* Begin Excerpted data *

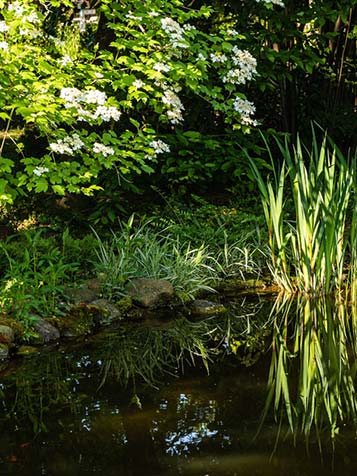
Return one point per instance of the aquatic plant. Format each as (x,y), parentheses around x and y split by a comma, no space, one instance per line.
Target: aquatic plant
(308,253)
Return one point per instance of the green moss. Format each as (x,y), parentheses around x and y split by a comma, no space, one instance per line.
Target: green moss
(78,322)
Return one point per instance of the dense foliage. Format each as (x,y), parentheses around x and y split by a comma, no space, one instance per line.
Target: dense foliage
(171,89)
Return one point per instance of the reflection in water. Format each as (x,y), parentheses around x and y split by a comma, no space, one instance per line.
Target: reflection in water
(70,413)
(313,365)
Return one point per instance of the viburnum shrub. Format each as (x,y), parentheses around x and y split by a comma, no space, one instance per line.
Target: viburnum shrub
(115,103)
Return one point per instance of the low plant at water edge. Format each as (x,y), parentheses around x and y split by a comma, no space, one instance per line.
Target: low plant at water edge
(34,282)
(144,252)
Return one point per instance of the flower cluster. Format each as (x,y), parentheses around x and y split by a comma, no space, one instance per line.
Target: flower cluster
(68,145)
(246,109)
(76,99)
(245,67)
(161,67)
(19,10)
(159,146)
(16,8)
(218,58)
(102,149)
(175,32)
(3,27)
(174,106)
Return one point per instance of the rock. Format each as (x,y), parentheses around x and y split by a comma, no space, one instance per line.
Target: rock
(4,352)
(46,330)
(78,322)
(32,338)
(203,308)
(105,313)
(7,335)
(25,350)
(150,293)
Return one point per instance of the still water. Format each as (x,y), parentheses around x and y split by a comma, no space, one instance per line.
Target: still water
(95,407)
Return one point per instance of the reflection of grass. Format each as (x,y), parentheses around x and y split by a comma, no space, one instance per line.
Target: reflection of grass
(319,345)
(146,354)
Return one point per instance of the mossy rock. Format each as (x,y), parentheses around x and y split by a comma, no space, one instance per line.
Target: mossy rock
(78,322)
(232,286)
(33,338)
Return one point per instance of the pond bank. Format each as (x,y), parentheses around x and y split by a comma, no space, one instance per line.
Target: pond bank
(89,312)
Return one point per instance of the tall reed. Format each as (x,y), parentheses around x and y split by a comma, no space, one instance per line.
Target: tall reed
(308,253)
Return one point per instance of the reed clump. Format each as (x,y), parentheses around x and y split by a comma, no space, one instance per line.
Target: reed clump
(312,242)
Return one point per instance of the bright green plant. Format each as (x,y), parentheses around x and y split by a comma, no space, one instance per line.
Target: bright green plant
(138,251)
(112,104)
(309,254)
(34,282)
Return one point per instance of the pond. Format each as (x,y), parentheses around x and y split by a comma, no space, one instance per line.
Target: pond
(178,397)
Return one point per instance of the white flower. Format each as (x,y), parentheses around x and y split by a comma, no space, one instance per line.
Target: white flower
(65,60)
(99,148)
(130,16)
(161,67)
(174,106)
(246,109)
(31,18)
(70,95)
(40,171)
(246,67)
(17,8)
(200,57)
(138,83)
(68,145)
(218,58)
(159,147)
(273,2)
(3,27)
(93,96)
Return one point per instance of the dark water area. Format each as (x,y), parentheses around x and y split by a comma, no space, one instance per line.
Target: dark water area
(81,409)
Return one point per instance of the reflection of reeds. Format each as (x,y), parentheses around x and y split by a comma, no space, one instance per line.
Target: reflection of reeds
(317,344)
(309,254)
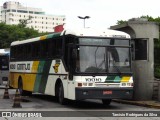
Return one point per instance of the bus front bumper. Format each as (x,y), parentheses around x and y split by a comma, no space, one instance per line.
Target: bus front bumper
(103,93)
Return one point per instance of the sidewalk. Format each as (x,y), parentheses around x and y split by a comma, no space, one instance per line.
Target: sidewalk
(150,104)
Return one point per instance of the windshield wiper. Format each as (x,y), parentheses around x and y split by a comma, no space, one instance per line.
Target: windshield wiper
(117,68)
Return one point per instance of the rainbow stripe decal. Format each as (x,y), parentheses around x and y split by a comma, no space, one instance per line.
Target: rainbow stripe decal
(117,79)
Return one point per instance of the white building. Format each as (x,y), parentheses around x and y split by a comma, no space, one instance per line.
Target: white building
(11,12)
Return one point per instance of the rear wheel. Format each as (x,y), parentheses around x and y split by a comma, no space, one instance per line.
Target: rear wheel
(106,101)
(21,91)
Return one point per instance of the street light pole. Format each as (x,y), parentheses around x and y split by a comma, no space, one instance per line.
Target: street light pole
(86,17)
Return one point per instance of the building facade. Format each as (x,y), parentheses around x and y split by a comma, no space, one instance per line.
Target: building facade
(13,12)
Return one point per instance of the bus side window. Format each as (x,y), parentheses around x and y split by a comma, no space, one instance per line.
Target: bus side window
(44,49)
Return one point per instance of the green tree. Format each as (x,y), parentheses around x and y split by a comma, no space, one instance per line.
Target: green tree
(10,33)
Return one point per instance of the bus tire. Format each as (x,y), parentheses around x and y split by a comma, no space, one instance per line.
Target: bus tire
(20,88)
(106,102)
(61,98)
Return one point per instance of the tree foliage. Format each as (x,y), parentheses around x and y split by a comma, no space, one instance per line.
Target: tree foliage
(10,33)
(156,45)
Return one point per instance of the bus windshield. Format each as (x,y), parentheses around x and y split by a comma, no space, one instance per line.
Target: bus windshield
(97,55)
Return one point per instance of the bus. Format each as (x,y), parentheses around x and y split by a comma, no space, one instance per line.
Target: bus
(4,66)
(74,64)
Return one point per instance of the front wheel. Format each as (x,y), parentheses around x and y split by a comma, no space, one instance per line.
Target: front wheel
(106,101)
(61,98)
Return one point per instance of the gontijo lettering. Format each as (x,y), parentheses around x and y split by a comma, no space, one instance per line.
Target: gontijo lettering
(23,66)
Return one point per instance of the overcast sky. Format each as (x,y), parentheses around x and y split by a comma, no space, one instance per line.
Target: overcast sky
(103,13)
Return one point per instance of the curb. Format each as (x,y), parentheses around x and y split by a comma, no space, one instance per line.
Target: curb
(150,104)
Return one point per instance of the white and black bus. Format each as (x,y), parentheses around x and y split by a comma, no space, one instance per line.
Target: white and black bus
(74,64)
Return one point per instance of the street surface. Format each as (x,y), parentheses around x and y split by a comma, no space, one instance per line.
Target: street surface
(79,110)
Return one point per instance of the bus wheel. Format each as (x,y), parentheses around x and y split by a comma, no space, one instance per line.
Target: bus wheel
(106,101)
(61,94)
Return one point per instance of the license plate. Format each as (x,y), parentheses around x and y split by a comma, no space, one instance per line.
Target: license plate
(107,92)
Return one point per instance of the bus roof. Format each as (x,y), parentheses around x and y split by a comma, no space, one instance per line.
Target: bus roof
(4,51)
(78,32)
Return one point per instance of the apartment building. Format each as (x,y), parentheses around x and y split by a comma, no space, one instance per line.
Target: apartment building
(12,12)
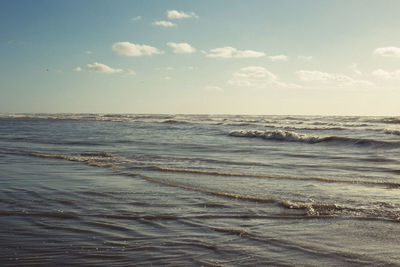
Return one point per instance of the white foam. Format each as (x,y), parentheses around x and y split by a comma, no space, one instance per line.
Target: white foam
(279,135)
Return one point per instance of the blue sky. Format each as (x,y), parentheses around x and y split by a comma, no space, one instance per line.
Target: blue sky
(217,57)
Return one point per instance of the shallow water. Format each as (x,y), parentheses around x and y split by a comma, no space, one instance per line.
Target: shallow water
(98,189)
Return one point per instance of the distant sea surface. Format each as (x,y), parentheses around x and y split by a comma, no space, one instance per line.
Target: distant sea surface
(212,190)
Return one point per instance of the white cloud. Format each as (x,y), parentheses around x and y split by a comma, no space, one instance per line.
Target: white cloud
(213,88)
(175,14)
(333,79)
(98,67)
(136,18)
(164,23)
(386,75)
(131,72)
(354,68)
(278,58)
(134,50)
(389,51)
(231,52)
(257,77)
(181,48)
(305,58)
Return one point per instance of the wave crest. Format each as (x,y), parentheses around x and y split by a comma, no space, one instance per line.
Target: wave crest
(280,135)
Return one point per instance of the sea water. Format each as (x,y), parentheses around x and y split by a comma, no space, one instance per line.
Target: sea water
(213,190)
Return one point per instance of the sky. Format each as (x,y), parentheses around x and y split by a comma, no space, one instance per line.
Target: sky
(307,57)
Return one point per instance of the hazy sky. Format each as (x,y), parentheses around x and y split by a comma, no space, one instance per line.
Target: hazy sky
(236,57)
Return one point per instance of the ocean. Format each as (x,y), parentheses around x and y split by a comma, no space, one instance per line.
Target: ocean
(199,190)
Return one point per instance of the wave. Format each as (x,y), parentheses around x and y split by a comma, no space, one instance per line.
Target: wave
(98,159)
(281,135)
(391,132)
(104,159)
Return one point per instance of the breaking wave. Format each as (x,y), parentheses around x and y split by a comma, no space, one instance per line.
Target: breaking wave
(391,132)
(280,135)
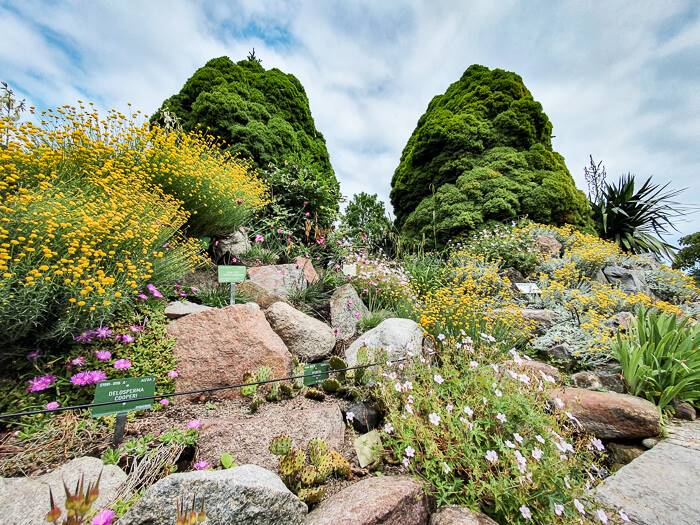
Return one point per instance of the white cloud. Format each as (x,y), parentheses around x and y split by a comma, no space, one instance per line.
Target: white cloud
(618,80)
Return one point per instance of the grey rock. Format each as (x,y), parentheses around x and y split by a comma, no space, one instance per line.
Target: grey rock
(599,380)
(307,338)
(400,338)
(25,501)
(247,436)
(630,281)
(684,410)
(622,454)
(542,318)
(234,245)
(658,488)
(365,417)
(177,309)
(346,308)
(368,448)
(454,515)
(650,442)
(385,500)
(245,495)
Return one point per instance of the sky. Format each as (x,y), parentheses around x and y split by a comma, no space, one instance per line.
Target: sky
(619,79)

* End Excerpted data *

→ Task description
Copy out only the lines beginning at the line with "Return one point per instance of the wave crest." and ending at the last line of the entries. Keep them exact; drop pictures.

→ Full output
Return one point per instance of the wave crest. Format each as (x,y), parentheses around x and y split by a comma, no space, one instance per line.
Target: wave crest
(280,135)
Return one point per instance of the sea water. Format each as (x,y), parentheses around x and y split by a comma, no space, one instance per line.
Target: sea water
(213,190)
Return one point per instance of the sky. Format each as (x,y), parentheses around x and y split by a comma, no space, one instance per line.
Target: sky
(307,57)
Return one point per instance of the hazy sky. Format each as (x,y), parentheses around x and y split by a comma, no space, one instance per line.
Target: hazy sky
(236,57)
Return one point per instance of the ocean. Format each as (x,y), parentheses around x and y split by a comma, no space, one instance per line.
Target: ocean
(199,190)
Return one point per instance of the wave. Format each as (x,y), parentheses around x and y split by a comma, no space, one instance per line.
Target: wave
(98,159)
(281,135)
(391,132)
(104,159)
Return one point per instance of the breaking wave. Format each as (x,y), parentheses around x and y split by a comma, no space, one instance per line.
Target: breaking wave
(391,132)
(280,135)
Return one point per instance of the white cloud. Format each as (x,y), parentheses around x and y split by a comma, no space, one instance per line.
Target: white cloud
(618,80)
Return one point per instance of the grey rock. Format each as (x,y), parentheses around x and y split by a comma, no space, one instance per line.
Target: grey rock
(599,380)
(307,338)
(400,338)
(25,501)
(247,436)
(630,281)
(684,410)
(622,454)
(542,318)
(234,245)
(658,488)
(365,417)
(177,309)
(346,308)
(368,448)
(454,515)
(650,442)
(385,500)
(245,495)
Return one point per instance of the sky. Format each as (x,y), parentheses around x and y split by a comma, no space, one instance per line.
Target: sky
(619,79)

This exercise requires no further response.